DATA SHOWN Start Marker

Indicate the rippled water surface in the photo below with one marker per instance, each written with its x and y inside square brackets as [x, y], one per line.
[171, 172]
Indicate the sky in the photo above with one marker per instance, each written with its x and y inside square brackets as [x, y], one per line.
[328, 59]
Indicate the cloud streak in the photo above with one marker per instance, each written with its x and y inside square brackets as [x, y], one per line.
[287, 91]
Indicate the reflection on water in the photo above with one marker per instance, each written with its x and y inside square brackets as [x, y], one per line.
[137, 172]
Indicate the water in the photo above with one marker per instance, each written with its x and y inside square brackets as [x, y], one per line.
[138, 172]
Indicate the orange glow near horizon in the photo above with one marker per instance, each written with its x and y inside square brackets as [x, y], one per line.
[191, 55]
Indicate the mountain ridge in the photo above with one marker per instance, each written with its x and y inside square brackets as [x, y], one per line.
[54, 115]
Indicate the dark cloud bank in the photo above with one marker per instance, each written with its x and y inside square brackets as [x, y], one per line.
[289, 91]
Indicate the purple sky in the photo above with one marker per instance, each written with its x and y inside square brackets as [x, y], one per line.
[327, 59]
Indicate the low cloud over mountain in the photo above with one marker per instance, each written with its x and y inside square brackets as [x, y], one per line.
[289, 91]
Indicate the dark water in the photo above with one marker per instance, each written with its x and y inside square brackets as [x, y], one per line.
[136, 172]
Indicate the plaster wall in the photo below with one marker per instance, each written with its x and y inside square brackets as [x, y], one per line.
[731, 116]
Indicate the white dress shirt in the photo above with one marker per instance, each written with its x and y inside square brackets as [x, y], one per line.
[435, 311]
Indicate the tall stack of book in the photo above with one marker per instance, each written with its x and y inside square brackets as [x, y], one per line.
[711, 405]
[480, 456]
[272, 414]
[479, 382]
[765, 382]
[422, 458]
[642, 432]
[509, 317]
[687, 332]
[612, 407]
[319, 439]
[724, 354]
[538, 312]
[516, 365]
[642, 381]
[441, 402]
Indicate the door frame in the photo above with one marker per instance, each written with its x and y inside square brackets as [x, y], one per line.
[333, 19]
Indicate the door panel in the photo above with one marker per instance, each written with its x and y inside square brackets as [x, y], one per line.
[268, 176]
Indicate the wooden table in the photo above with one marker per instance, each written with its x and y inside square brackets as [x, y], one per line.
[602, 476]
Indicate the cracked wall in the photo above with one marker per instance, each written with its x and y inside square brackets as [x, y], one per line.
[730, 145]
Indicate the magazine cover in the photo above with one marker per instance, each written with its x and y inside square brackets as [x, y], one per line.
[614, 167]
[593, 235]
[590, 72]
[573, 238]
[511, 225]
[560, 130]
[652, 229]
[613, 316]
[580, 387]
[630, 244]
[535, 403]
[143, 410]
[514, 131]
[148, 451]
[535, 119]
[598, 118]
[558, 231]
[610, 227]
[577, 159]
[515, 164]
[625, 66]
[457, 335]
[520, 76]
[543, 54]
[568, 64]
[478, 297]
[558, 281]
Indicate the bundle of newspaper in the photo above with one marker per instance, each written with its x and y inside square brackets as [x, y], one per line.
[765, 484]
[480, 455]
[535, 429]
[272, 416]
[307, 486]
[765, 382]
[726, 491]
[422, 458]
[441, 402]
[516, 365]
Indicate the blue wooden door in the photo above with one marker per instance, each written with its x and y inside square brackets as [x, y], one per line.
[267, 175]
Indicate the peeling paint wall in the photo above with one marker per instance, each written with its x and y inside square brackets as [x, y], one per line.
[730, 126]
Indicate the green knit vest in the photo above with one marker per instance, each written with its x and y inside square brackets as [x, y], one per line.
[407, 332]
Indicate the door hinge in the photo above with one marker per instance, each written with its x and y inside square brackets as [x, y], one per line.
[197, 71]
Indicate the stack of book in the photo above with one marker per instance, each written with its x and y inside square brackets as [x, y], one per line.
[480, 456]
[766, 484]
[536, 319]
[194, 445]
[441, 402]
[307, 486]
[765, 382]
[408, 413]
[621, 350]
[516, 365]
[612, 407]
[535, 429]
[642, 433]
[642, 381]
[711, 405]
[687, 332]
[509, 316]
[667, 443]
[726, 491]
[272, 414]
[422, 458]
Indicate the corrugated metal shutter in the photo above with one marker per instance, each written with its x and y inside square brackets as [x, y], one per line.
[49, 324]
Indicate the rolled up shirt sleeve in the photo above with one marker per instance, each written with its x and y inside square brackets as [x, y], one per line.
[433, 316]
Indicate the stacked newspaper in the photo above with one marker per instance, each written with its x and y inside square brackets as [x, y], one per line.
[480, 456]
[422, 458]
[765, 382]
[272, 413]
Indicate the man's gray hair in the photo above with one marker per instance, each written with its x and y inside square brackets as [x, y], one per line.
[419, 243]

DATA SHOWN End Marker

EXERCISE DIRECTIONS: Every entry above must be reproduced exactly.

RESPONSE AREA:
Indicate the rippled water surface in the photo below with one marker per instance, each written with its x and y inside square brackets as [x, y], one per line.
[171, 172]
Indicate the sky in the photo above with one marker per instance, each written with its x and y inside square brackets as [x, y], one per line.
[328, 59]
Indicate the cloud streak in the photo above with one marker per instance, each written with its x and y inside square brackets as [x, y], one per line.
[287, 91]
Indicate the reflection on water in the photo above with one marker per instance, each written with its x and y inside square brackets as [x, y], one per line.
[137, 172]
Indicate the water in the photo above with one marker per instance, each written with its x and y inside square brackets as [x, y], one per line.
[138, 172]
Indicate the orange glow near horizon in the photo above with one marker per instance, each written with its x and y inside square brackets as [x, y], one per line.
[191, 55]
Indicate the mountain ridge in the photo above with one marker per instance, each written with its x and y inside square brackets as [x, y], one per line.
[54, 115]
Indicate the dark cloud bank in the photo above with one marker per instance, each written with its x and y inside square brackets as [x, y], one per line.
[289, 91]
Indicate the purple sky in the photo above with one marker per instance, each written with its x and y inside square brackets as [x, y], one per line.
[327, 59]
Indicate the low cloud over mountain in the photo above with one marker per instance, each written with its x and y inside square brackets as [x, y], one per line.
[289, 91]
Indicate the dark water in the photo above with one marker per instance, each written with its x and y inside square brackets as [x, y], one per line.
[136, 172]
Indicate the plaster wall in the photo below with one marker per instance, each written with its x and y inside square brackets as [x, y], one per line.
[731, 116]
Indicate the white dress shirt in the photo above with one marker per instance, each written with its x and y inside square brackets as [x, y], one per line.
[435, 311]
Indicate the tall stack of book in the photo above with one marker per instance, each written with its x and y inside square brackets as [x, y], one per line.
[711, 405]
[480, 456]
[272, 414]
[479, 382]
[765, 382]
[422, 458]
[642, 432]
[509, 317]
[687, 332]
[612, 407]
[319, 439]
[724, 354]
[538, 312]
[516, 365]
[642, 381]
[441, 402]
Indicate the door frame in the photo above with one marker per instance, each written with its x and y inside square brackets as [x, y], one per line.
[333, 19]
Indicate the door panel in the photo above with one marker per instance, each written with its x and y inside square brackets as [x, y], one per line.
[268, 176]
Indicate the wooden table in the photo above with one marker per instance, each written with its x and y inside square brackets as [x, y], one per line.
[602, 476]
Indicate the cracked wall in the photo above with one marker per instance, each written with its x and y inside square brackets as [x, y], one per line.
[730, 145]
Indicate the magazine cover in the photo above with one marker per instance, each written with its x and y inside square brackets as [x, y], one per line.
[614, 167]
[593, 235]
[590, 72]
[573, 238]
[511, 225]
[560, 130]
[652, 229]
[613, 316]
[580, 387]
[630, 244]
[535, 403]
[143, 410]
[514, 131]
[148, 451]
[535, 119]
[598, 118]
[558, 231]
[610, 227]
[577, 159]
[515, 164]
[625, 66]
[457, 335]
[520, 76]
[543, 54]
[568, 64]
[478, 297]
[558, 281]
Indicate the bundle of newspaper in the photo above with one marker per instance, each written with its x and y inside square brackets as [x, y], one per line.
[765, 484]
[480, 455]
[535, 429]
[272, 416]
[307, 486]
[765, 382]
[726, 491]
[422, 458]
[441, 402]
[516, 365]
Indicate the blue wooden door in the photo above with one marker per instance, each written with its x and y inside square brackets as [x, y], one per line.
[267, 175]
Indicate the peeling paint wall in the photo above with one marker per instance, each written with its x and y inside square brackets as [x, y], one per line.
[730, 126]
Indicate the green knit vest in the photo above with one marker per instance, each written with its x and y inside square brackets as [x, y], one per line.
[407, 332]
Indicate the door hinge in the photo above with one marker per instance, each written with its x and y inside square brackets as [x, y], one per line.
[197, 71]
Indicate the stack of book in the photo above with one marker per instance, each written with its x and y inside square brackets as [x, y], one per line.
[480, 456]
[766, 484]
[536, 319]
[194, 445]
[441, 402]
[307, 486]
[765, 382]
[408, 413]
[621, 350]
[516, 365]
[612, 407]
[535, 429]
[642, 433]
[642, 381]
[711, 405]
[687, 332]
[509, 316]
[667, 443]
[726, 491]
[272, 414]
[422, 458]
Indicate the corrugated metal shutter in the photo above with one marker per instance, each written with its x and y inside square brackets as [x, y], one per line.
[49, 324]
Indicate the rolled up shirt sleeve in the photo above with one marker per instance, each written with its x and y inside square brackets as [x, y], one per line.
[433, 316]
Indicate the stacked newspaper in the photo above with one marker per instance, each written with its x and y inside square brackets as [x, y], one per line.
[480, 456]
[422, 458]
[765, 382]
[272, 413]
Indicate the man's gray hair in the photo above with one marker per instance, each written with its x and y inside square brackets as [x, y], one per line.
[419, 243]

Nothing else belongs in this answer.